Micky Dolenz and Kelly Clarkson have more in common than one might think. The distance between a Monkee from the Summer of Love and our first “American Idol” may seem vast, but both engineered splits from powerful music moguls on their third and pivotal albums.
Miss Clarkson recently liberated herself from Clive Davis, chairman of the BMG Label Group. She insisted on creative control over the new album, “My December,” casting aside suggestions that she tap into Mr. Davis’ reservoir of bankable pop songwriters.
The Monkees recorded their third album, “Headquarters,” without the “golden ear,” rock impresario Don Kirshner, who supervised the group’s transition from a silly sitcom act into recording superstars.
So far, Miss Clarkson has canceled an upcoming tour and faces the prospect of diminished album sales without Mr. Davis’ pop machinery behind her.
The public gets a reminder of what happened when the Monkees declared independence with Rhino’s Tuesday rerelease of “Headquarters” and “Pisces, Aquarius, Capricorn & Jones, Ltd.” The two discs, the Monkees’ third and fourth albums, respectively, found the band forging its own musical identity where one never existed but still scoring big on the pop charts. Each comes with superlative liner notes and plenty of extra cuts on the two-disc packages.
The Monkees, for those without Nickelodeon or an oldies station on their radio, were four Beatles-esque boys who sang songs and committed squeaky-clean high jinks on NBC from 1966 to ‘68. The band — two actors, two musicians — went on to sell more records than the Beatles and the Rolling Stones combined during its brief heyday. Yet the guys didn’t play their own instruments on their first two discs.
Mr. Dolenz, the group’s drummer and lead vocalist, approached the project like any other television show. “It was about this imaginary group in this imaginary beach house with imaginary adventures,” says Mr. Dolenz, who performed “Johnny B Goode” during his Monkees audition. “I was playing the part of a rock ‘n’ roll drummer. I didn’t have a problem with that initially. Underline ‘initially.’ ”
The record label started out selling a television show but ended up pushing a real, live band, Mr. Dolenz says. That, plus some growing resentments, changed Mr. Dolenz’s mind. Monkees’ mates Michael Nesmith and Peter Tork were told they could have input into the songs the band would sing, but Mr. Dolenz says those promises weren’t kept.

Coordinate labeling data
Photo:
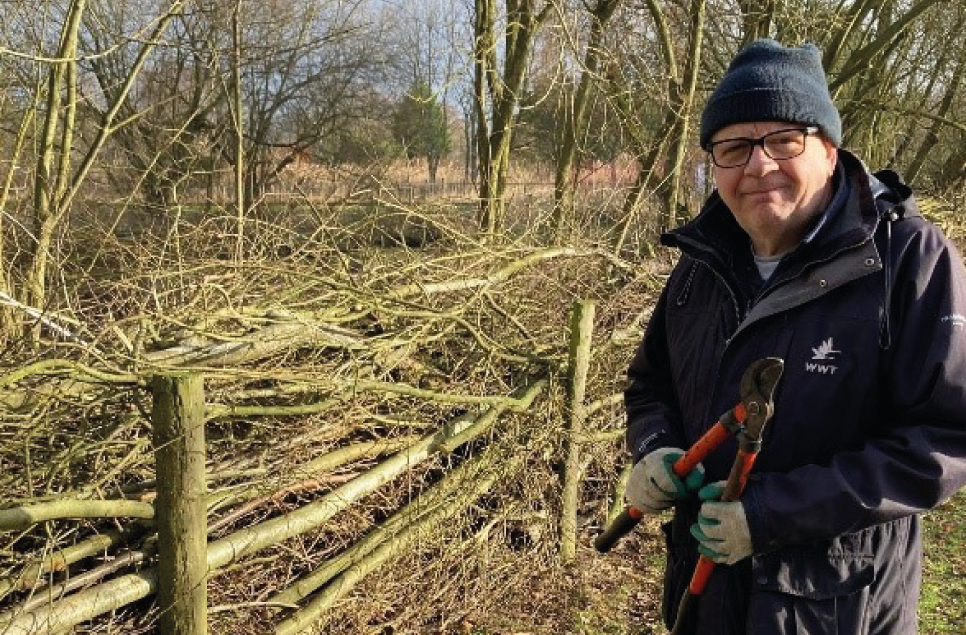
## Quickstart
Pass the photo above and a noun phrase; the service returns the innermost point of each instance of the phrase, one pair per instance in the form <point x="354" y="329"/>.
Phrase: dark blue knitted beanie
<point x="769" y="82"/>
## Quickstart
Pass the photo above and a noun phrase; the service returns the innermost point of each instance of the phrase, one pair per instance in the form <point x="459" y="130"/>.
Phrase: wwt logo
<point x="823" y="352"/>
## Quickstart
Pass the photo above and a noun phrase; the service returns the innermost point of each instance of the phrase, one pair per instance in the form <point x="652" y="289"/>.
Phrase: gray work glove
<point x="653" y="486"/>
<point x="722" y="528"/>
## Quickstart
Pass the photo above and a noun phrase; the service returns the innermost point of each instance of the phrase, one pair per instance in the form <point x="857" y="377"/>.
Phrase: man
<point x="802" y="254"/>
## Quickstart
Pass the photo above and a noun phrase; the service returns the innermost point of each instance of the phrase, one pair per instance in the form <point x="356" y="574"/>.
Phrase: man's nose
<point x="760" y="162"/>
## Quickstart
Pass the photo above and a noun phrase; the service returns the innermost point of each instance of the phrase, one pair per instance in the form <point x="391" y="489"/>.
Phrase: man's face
<point x="774" y="201"/>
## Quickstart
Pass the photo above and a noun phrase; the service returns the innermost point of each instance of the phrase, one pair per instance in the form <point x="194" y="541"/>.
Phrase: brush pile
<point x="384" y="421"/>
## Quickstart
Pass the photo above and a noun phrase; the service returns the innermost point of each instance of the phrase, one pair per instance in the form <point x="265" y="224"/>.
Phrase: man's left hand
<point x="722" y="528"/>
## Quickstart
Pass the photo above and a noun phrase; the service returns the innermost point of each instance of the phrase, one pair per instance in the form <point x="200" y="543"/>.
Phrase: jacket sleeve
<point x="653" y="414"/>
<point x="918" y="459"/>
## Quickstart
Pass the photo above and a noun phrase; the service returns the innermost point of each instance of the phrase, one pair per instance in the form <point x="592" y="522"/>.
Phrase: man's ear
<point x="831" y="154"/>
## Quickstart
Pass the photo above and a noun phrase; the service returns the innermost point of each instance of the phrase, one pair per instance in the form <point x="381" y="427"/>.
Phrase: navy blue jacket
<point x="869" y="430"/>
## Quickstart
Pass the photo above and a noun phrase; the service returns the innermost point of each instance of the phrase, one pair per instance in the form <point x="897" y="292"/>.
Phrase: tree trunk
<point x="179" y="438"/>
<point x="682" y="110"/>
<point x="581" y="331"/>
<point x="239" y="132"/>
<point x="499" y="97"/>
<point x="575" y="120"/>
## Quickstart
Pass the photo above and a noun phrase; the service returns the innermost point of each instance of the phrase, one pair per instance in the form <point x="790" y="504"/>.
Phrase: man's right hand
<point x="653" y="486"/>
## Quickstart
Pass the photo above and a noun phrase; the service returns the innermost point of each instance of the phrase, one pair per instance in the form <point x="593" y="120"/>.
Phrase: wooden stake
<point x="179" y="437"/>
<point x="581" y="329"/>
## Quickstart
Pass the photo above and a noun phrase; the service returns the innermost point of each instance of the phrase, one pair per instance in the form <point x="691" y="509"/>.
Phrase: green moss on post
<point x="179" y="440"/>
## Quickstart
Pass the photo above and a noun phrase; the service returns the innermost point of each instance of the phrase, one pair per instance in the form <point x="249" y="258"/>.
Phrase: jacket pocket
<point x="821" y="588"/>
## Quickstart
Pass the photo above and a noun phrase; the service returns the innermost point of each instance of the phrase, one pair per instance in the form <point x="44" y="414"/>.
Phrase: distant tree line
<point x="140" y="101"/>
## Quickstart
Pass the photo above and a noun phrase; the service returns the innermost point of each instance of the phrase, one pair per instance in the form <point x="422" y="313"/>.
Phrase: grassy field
<point x="942" y="607"/>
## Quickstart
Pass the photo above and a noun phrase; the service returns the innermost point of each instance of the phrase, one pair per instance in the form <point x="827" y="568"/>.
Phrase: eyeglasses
<point x="779" y="145"/>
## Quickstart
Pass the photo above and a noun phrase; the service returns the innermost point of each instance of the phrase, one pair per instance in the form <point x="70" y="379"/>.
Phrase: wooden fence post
<point x="178" y="416"/>
<point x="581" y="330"/>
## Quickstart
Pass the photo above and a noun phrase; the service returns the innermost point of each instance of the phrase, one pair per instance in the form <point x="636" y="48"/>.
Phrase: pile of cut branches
<point x="370" y="409"/>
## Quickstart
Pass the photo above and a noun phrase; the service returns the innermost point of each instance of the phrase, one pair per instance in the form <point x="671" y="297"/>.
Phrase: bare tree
<point x="497" y="93"/>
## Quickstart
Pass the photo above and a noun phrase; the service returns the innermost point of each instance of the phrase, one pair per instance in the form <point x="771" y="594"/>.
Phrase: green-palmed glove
<point x="722" y="528"/>
<point x="653" y="485"/>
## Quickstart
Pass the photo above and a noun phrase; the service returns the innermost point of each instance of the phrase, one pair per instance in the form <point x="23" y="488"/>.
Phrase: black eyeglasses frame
<point x="760" y="141"/>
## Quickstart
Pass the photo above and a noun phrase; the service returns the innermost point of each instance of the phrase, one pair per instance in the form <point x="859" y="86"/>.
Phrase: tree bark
<point x="581" y="330"/>
<point x="179" y="438"/>
<point x="575" y="119"/>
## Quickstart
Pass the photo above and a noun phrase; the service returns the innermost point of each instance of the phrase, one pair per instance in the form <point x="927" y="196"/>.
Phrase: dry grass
<point x="491" y="569"/>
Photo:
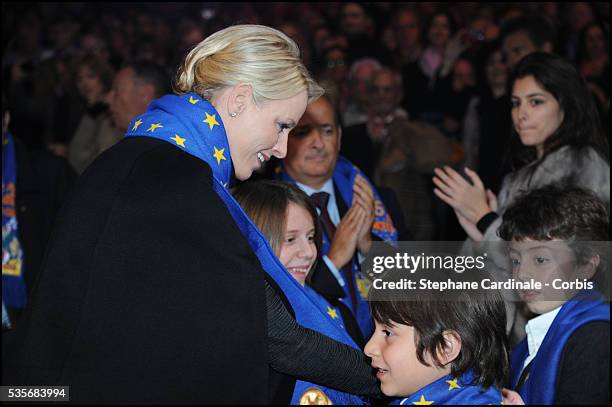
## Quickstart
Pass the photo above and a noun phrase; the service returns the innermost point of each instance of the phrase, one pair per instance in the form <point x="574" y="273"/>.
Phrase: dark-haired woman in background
<point x="556" y="137"/>
<point x="556" y="122"/>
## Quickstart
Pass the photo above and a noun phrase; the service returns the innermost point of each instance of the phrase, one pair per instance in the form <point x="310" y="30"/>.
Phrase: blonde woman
<point x="153" y="287"/>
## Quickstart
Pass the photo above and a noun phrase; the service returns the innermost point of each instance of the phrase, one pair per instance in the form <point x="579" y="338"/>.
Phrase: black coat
<point x="149" y="293"/>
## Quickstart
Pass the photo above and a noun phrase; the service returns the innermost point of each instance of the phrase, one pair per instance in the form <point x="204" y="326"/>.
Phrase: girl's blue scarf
<point x="449" y="390"/>
<point x="344" y="178"/>
<point x="193" y="125"/>
<point x="540" y="385"/>
<point x="14" y="294"/>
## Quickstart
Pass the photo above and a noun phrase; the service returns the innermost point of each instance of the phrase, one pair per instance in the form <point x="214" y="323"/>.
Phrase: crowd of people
<point x="239" y="163"/>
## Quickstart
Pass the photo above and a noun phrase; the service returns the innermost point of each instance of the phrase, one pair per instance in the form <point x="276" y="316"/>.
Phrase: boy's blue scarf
<point x="14" y="294"/>
<point x="450" y="390"/>
<point x="539" y="387"/>
<point x="344" y="178"/>
<point x="193" y="125"/>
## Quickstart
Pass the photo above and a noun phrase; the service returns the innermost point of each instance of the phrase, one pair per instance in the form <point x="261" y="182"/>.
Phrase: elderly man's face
<point x="313" y="146"/>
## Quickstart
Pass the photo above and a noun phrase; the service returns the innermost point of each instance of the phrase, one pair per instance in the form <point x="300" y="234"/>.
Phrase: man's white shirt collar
<point x="536" y="331"/>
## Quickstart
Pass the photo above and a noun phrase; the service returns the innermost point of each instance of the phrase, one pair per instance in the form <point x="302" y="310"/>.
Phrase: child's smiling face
<point x="394" y="355"/>
<point x="545" y="262"/>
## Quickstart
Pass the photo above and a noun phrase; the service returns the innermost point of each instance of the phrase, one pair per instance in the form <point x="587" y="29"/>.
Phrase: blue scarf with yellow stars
<point x="449" y="390"/>
<point x="344" y="178"/>
<point x="193" y="125"/>
<point x="14" y="294"/>
<point x="540" y="385"/>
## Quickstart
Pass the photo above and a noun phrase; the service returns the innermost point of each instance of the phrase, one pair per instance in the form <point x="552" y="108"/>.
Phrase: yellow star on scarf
<point x="178" y="140"/>
<point x="422" y="402"/>
<point x="154" y="126"/>
<point x="211" y="120"/>
<point x="219" y="155"/>
<point x="453" y="384"/>
<point x="136" y="124"/>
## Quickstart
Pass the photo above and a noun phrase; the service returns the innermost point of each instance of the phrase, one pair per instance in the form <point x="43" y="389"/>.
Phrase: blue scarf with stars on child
<point x="344" y="178"/>
<point x="541" y="383"/>
<point x="193" y="125"/>
<point x="449" y="390"/>
<point x="14" y="294"/>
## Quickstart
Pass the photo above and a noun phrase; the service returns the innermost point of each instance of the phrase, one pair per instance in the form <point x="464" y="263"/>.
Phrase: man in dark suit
<point x="313" y="163"/>
<point x="42" y="182"/>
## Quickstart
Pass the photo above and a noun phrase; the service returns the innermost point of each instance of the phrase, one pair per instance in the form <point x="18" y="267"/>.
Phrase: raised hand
<point x="344" y="243"/>
<point x="363" y="195"/>
<point x="469" y="200"/>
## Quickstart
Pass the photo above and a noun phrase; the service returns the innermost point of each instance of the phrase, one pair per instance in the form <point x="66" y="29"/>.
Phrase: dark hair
<point x="566" y="212"/>
<point x="538" y="30"/>
<point x="581" y="126"/>
<point x="266" y="203"/>
<point x="479" y="319"/>
<point x="557" y="211"/>
<point x="153" y="74"/>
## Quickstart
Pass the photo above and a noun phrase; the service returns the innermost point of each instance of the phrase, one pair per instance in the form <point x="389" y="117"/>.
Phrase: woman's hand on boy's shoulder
<point x="510" y="397"/>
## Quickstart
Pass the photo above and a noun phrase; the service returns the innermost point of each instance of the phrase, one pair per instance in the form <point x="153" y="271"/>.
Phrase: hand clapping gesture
<point x="469" y="200"/>
<point x="353" y="231"/>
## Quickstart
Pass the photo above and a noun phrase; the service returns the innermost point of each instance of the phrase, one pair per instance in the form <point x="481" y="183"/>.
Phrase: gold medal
<point x="315" y="397"/>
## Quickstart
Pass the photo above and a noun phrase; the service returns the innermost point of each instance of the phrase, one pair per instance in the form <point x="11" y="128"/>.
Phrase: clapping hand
<point x="468" y="200"/>
<point x="363" y="197"/>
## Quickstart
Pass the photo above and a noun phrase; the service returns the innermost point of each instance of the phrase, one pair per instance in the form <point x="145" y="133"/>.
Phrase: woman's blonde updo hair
<point x="261" y="56"/>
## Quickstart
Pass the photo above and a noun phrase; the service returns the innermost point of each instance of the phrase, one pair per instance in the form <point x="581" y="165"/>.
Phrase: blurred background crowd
<point x="416" y="85"/>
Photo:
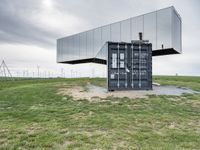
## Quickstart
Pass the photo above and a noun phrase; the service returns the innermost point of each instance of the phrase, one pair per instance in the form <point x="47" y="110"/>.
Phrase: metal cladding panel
<point x="162" y="28"/>
<point x="129" y="66"/>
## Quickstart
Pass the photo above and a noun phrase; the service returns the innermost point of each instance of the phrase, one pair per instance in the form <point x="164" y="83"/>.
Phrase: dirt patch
<point x="96" y="93"/>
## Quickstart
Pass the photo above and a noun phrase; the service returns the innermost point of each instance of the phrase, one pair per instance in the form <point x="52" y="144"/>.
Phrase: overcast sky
<point x="29" y="29"/>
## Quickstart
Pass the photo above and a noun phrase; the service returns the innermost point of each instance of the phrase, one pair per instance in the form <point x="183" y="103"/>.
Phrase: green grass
<point x="34" y="116"/>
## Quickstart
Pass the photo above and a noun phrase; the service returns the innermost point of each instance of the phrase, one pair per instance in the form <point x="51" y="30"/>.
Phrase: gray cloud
<point x="16" y="27"/>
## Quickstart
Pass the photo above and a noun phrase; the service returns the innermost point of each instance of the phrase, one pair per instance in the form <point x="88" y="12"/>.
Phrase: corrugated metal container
<point x="162" y="28"/>
<point x="129" y="66"/>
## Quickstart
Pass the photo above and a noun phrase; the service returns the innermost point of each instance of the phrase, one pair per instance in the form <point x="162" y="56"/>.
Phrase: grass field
<point x="34" y="116"/>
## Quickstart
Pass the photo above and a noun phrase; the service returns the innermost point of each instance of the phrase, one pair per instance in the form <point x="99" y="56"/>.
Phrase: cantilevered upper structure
<point x="163" y="28"/>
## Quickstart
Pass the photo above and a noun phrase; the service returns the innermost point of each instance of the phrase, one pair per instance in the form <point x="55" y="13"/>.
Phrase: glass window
<point x="105" y="34"/>
<point x="176" y="39"/>
<point x="76" y="46"/>
<point x="136" y="27"/>
<point x="90" y="44"/>
<point x="83" y="45"/>
<point x="114" y="60"/>
<point x="126" y="30"/>
<point x="115" y="32"/>
<point x="97" y="41"/>
<point x="164" y="28"/>
<point x="150" y="29"/>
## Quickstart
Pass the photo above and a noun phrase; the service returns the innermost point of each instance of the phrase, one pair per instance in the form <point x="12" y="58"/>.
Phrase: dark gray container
<point x="129" y="66"/>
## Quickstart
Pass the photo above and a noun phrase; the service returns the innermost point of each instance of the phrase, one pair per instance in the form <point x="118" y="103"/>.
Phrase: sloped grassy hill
<point x="34" y="116"/>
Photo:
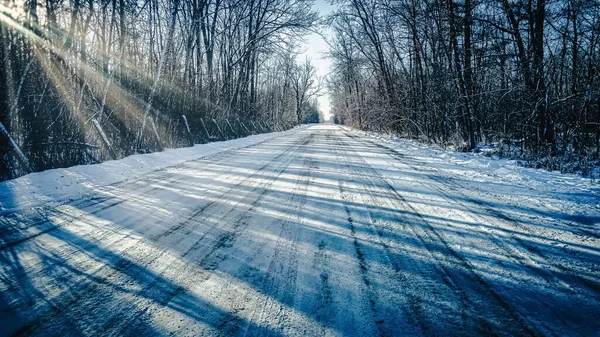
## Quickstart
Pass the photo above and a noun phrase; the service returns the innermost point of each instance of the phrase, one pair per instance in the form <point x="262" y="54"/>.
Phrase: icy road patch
<point x="318" y="231"/>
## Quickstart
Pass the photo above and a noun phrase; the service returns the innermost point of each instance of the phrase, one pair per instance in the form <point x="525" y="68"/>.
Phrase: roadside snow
<point x="575" y="197"/>
<point x="73" y="182"/>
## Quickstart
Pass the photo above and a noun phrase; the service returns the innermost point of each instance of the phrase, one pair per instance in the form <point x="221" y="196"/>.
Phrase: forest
<point x="85" y="81"/>
<point x="519" y="73"/>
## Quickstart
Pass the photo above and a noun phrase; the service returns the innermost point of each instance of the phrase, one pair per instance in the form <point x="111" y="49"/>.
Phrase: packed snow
<point x="320" y="230"/>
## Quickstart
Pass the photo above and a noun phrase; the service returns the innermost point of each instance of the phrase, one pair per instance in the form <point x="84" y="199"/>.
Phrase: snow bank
<point x="573" y="195"/>
<point x="69" y="183"/>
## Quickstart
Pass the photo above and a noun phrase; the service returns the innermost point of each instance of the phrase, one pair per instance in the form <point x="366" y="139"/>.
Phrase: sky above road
<point x="315" y="48"/>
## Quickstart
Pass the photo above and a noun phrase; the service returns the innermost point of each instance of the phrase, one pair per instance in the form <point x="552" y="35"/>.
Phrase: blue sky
<point x="315" y="48"/>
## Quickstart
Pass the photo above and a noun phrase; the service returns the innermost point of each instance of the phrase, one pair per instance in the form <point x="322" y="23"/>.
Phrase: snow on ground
<point x="69" y="183"/>
<point x="574" y="197"/>
<point x="320" y="231"/>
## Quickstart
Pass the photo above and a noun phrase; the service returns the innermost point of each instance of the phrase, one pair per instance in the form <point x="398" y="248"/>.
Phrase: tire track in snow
<point x="444" y="257"/>
<point x="124" y="264"/>
<point x="523" y="257"/>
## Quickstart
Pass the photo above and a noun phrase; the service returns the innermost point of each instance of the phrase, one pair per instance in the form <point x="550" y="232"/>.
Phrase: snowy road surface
<point x="321" y="232"/>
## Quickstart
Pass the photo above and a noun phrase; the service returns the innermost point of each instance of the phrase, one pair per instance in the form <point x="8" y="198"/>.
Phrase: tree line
<point x="83" y="81"/>
<point x="520" y="72"/>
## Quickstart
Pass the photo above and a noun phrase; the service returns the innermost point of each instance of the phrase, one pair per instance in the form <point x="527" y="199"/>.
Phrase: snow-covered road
<point x="320" y="232"/>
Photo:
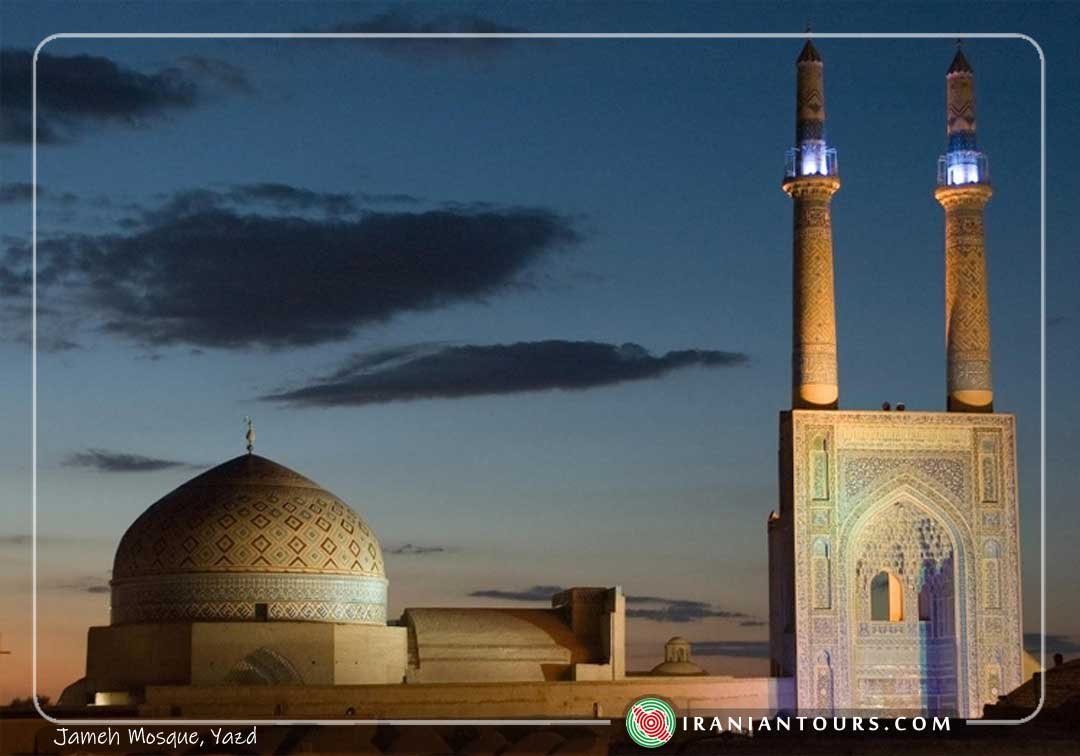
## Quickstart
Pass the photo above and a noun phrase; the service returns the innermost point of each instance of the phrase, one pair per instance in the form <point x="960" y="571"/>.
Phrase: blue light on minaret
<point x="962" y="163"/>
<point x="811" y="156"/>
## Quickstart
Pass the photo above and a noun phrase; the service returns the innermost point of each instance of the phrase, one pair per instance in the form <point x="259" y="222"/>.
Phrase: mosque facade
<point x="253" y="592"/>
<point x="894" y="557"/>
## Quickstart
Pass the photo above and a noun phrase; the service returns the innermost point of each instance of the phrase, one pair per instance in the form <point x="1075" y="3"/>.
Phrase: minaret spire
<point x="963" y="190"/>
<point x="810" y="178"/>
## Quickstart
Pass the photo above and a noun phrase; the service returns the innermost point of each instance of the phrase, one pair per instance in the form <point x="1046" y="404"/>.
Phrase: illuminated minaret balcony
<point x="810" y="160"/>
<point x="960" y="166"/>
<point x="810" y="179"/>
<point x="810" y="156"/>
<point x="962" y="163"/>
<point x="963" y="189"/>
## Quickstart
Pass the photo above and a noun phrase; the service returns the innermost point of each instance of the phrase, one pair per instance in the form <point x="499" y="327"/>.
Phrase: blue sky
<point x="637" y="185"/>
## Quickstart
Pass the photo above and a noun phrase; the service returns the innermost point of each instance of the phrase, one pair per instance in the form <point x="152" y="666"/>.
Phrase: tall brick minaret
<point x="963" y="188"/>
<point x="810" y="179"/>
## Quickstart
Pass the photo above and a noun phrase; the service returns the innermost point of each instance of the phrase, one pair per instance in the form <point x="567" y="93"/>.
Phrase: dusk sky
<point x="524" y="305"/>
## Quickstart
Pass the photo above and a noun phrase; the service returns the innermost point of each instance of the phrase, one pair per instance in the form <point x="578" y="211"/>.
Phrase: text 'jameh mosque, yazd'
<point x="251" y="592"/>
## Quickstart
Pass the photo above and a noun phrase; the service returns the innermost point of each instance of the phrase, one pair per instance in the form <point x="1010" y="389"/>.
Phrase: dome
<point x="677" y="660"/>
<point x="248" y="540"/>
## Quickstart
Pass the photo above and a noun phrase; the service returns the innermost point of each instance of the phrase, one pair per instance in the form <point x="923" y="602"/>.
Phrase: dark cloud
<point x="431" y="50"/>
<point x="84" y="584"/>
<point x="15" y="191"/>
<point x="230" y="77"/>
<point x="412" y="550"/>
<point x="75" y="91"/>
<point x="286" y="198"/>
<point x="678" y="610"/>
<point x="200" y="271"/>
<point x="454" y="372"/>
<point x="537" y="593"/>
<point x="104" y="460"/>
<point x="24" y="540"/>
<point x="753" y="649"/>
<point x="1055" y="644"/>
<point x="653" y="608"/>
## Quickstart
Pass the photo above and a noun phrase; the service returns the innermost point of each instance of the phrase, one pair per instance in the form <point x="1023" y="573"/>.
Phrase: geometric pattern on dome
<point x="248" y="515"/>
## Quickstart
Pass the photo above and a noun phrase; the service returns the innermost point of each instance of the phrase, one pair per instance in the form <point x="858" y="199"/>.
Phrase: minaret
<point x="810" y="179"/>
<point x="963" y="189"/>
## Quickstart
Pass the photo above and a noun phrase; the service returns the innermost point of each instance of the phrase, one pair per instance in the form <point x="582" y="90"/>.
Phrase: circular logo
<point x="650" y="721"/>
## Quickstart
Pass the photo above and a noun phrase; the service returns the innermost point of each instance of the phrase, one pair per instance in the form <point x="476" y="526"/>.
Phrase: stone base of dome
<point x="244" y="596"/>
<point x="131" y="657"/>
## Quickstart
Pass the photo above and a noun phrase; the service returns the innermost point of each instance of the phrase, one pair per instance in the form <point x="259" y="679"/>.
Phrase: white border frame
<point x="723" y="35"/>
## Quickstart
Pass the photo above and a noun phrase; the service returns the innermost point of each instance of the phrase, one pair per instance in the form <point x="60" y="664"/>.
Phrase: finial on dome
<point x="959" y="64"/>
<point x="809" y="53"/>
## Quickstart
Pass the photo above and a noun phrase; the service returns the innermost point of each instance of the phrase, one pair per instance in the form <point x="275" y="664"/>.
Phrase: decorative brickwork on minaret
<point x="963" y="190"/>
<point x="811" y="180"/>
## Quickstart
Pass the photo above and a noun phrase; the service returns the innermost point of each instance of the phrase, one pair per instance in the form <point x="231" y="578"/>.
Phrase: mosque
<point x="252" y="592"/>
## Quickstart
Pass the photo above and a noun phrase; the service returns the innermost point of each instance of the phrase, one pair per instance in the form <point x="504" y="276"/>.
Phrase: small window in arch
<point x="926" y="603"/>
<point x="887" y="598"/>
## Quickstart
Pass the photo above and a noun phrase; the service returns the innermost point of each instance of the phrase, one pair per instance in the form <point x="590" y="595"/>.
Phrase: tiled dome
<point x="248" y="539"/>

Task to complete -
Extend the article about the Monkees and Kelly Clarkson, picking up after its final sentence. The rows have no connection to the article about the Monkees and Kelly Clarkson.

Result -
One day, Mr. Tork entered the Monkees studio, guitar in hand, to cut some music. “What are you doing here?” Mr. Dolenz says was the response his band mate received. Mr. Dolenz decided at that point it was time for the Monkees to get as real as advertised. The drummer, who as a child had starred in the television show “Circus Boy,” doesn’t sound bitter about the process.
“We were slightly mislead by the producers. I don’t know if it was intentional,” he says. “It just got out of hand. [The Monkees] were so much bigger than anybody else could have possibly imagined. For the first time, television and radio ganged up on the consumer in a concerted effort.”
Still, the television band had access to great songwriters, including Neil Diamond and Carole King, so staying the course was an option. “Clearly, we were not content to do that,” he says. With the confidence that comes from youth, and Mr. Nesmith imploring Mr. Dolenz to tap his own songwriting skills, the band made its first album from scratch.
“I was ready” Mr. Dolenz says. The sessions began awkwardly, but the foursome soon found their footing.
“Headquarters” yielded a slew of strong songs but no big single. Check out the pensive “Shades of Gray” or “Randy Scouse Git,” which Mr. Dolenz wrote after a visit to England, for a sample of the band’s new sound. “The Beatles threw us a party,” Mr. Dolenz recalls of the song’s inspiration. “I went back to my hotel room, and I sat down with my guitar and started writing, like a diary.”
On “Headquarters” the band worked more or less as one, but on its follow-up, “Pisces,” the group’s divergent personalities emerged. “We had four lead singers with four very distinct musical visions,” Mr. Dolenz says, from Mr. Nesmith’s electro-country to Mr. Jones’ weakness for big ballads.
Those “four different groups” as Mr. Dolenz calls them, created more buoyant material. Mr. Nesmith showcases his range on a pair of gems — “The Door Into Summer” and “What Am I Doin’ Hanging ‘Round.” And if there’s a better pure pop song than “Pleasant Valley Sunday,” we’d like to hear it.
Miss Clarkson may take some solace from the Monkees’ belated, hard-won artistic credibility, even if the band’s fame disappeared nearly as quickly as it came once the television show was canceled.
If the Monkees came of age in 2007, Mr. Dolenz says he thinks the band members wouldn’t even try to gain independence. “I don’t know if the participants would even care” that the group didn’t write their own material, he says. “It was much more of a purist time back then. ”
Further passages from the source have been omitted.